Welcome to Game of the Week! Each week there will be a new featured game on this page. The game may be good, average or diabolically bad, it really doesn't matter! Just look at the pics, read the text and enjoy the nostalgia! :-) Game of the Week! is open to contributions so if you would like to contribute a game article for this page you're more than welcome to! Every article we receive will be considered!

James Clavell's Shogun
1988 Infocom
By Dave Lebling, Tim Anderson, Duncan Blanchard,
J.D. Arnold, Scott Fray & Stu Galley

Most text of the present article comes from the review published in the fifty first issue of the British C64 magazine ZZAP!64 (street date: June 15th, 1989).

Form 2-19
Scientific Stationary


RESEARCH PROJECT: Binary code addiction as a means of controlling the world.
RESEARCH EQUIPMENT: C64, Amiga A500, Cray-2.

(AGE 113 3/4)

◆ Given request 1
According to the Game of the Week page, which magazine issue supplied most of the text for the Shogun article?

◆ Stored data
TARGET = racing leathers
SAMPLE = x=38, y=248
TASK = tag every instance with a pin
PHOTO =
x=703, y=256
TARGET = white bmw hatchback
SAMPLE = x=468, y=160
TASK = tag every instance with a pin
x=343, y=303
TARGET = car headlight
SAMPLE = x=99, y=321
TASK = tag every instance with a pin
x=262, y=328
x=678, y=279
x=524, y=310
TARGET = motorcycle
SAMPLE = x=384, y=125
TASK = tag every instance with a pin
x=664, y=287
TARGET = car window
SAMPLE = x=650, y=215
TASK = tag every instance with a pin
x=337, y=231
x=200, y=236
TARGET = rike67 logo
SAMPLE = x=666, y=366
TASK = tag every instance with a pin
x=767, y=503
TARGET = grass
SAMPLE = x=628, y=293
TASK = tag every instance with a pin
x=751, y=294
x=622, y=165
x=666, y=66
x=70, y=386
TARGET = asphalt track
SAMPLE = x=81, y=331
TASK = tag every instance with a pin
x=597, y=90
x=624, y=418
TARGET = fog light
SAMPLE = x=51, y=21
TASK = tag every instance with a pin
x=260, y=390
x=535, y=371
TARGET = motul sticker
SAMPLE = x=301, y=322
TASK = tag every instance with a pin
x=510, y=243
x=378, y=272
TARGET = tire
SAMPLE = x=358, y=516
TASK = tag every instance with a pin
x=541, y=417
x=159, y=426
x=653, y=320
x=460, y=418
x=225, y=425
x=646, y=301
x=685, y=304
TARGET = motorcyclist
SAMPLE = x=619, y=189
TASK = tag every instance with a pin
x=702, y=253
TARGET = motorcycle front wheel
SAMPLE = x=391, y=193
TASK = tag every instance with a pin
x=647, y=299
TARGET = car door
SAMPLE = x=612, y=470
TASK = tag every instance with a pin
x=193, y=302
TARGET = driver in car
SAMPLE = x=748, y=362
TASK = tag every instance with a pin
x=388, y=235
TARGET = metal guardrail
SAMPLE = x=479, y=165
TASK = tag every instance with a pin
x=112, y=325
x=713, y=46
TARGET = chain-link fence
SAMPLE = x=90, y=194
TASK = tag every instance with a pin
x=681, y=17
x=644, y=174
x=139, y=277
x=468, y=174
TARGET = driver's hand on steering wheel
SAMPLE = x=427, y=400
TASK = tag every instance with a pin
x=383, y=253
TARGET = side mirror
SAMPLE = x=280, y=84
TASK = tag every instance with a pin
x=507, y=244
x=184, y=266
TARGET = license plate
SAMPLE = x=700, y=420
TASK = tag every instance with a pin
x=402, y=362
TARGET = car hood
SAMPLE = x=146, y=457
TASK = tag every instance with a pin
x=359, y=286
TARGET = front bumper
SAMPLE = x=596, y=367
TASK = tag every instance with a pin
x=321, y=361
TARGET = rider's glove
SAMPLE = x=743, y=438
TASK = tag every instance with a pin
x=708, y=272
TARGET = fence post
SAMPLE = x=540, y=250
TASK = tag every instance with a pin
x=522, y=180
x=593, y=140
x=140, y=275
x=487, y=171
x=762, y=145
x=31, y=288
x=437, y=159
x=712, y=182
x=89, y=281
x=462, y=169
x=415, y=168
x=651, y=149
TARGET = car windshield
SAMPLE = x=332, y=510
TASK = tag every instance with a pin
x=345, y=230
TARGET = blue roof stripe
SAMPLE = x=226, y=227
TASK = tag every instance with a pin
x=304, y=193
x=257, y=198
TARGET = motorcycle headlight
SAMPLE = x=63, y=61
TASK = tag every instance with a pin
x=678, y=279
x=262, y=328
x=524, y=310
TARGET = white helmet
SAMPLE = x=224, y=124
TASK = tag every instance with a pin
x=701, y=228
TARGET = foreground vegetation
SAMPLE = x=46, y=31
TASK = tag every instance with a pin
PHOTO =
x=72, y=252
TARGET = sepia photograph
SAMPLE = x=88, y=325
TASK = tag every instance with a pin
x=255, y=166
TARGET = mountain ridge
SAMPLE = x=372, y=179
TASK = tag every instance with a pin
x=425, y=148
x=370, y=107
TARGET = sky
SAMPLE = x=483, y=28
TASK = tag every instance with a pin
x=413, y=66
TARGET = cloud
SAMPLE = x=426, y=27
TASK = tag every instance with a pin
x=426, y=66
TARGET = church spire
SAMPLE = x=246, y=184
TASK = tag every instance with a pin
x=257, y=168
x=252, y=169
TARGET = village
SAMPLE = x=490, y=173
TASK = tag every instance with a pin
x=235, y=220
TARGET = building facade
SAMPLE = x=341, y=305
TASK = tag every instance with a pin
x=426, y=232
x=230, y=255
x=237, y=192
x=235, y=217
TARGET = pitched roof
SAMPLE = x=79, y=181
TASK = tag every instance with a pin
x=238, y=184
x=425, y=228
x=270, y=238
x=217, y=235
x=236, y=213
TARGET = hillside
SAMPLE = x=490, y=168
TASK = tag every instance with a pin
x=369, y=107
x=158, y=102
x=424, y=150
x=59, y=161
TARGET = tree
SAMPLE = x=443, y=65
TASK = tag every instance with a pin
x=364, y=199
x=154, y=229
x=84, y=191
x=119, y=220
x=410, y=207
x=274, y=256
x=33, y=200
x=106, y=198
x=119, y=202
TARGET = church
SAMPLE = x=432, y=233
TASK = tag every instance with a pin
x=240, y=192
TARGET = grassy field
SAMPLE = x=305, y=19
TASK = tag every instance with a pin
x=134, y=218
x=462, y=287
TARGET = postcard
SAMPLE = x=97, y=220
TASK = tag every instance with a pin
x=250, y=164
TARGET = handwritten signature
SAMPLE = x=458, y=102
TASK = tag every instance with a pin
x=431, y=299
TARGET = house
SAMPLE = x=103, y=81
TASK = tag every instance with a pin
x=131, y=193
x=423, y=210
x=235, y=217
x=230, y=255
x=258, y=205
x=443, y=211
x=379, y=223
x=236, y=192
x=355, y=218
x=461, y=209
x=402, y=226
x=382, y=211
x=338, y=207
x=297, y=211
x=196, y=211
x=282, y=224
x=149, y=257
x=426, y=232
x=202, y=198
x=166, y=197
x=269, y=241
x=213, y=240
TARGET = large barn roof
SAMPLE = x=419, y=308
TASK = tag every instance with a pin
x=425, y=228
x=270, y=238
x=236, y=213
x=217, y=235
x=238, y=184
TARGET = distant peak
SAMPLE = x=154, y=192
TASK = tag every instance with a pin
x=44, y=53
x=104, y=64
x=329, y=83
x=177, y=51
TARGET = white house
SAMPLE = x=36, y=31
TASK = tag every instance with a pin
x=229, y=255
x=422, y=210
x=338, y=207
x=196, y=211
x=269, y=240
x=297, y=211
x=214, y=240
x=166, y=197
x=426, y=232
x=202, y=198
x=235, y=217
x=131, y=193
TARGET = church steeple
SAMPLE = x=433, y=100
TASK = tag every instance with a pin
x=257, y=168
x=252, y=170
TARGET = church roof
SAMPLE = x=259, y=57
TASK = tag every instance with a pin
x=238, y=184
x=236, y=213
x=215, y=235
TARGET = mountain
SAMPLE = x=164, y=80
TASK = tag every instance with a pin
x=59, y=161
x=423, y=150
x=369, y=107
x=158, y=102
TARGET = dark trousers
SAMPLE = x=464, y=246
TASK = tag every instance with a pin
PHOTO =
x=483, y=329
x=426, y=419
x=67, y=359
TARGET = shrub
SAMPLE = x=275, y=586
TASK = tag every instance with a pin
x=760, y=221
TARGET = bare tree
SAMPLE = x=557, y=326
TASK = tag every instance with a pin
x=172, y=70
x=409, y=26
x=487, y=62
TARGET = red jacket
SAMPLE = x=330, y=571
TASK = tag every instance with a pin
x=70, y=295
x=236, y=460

◆ Given request 2
Recast the records between the lines holding "TARGET = rider's glove" and "x=708, y=272", inclusive, as a Markdown table with the columns Row and Record line. Leave out any blank lines.

◆ Final result 1
The fifty-first issue of the British C64 magazine ZZAP!64.

◆ Final result 2
| Row | Record line |
|---|---|
| 1 | TARGET = rider's glove |
| 2 | SAMPLE = x=743, y=438 |
| 3 | TASK = tag every instance with a pin |
| 4 | x=708, y=272 |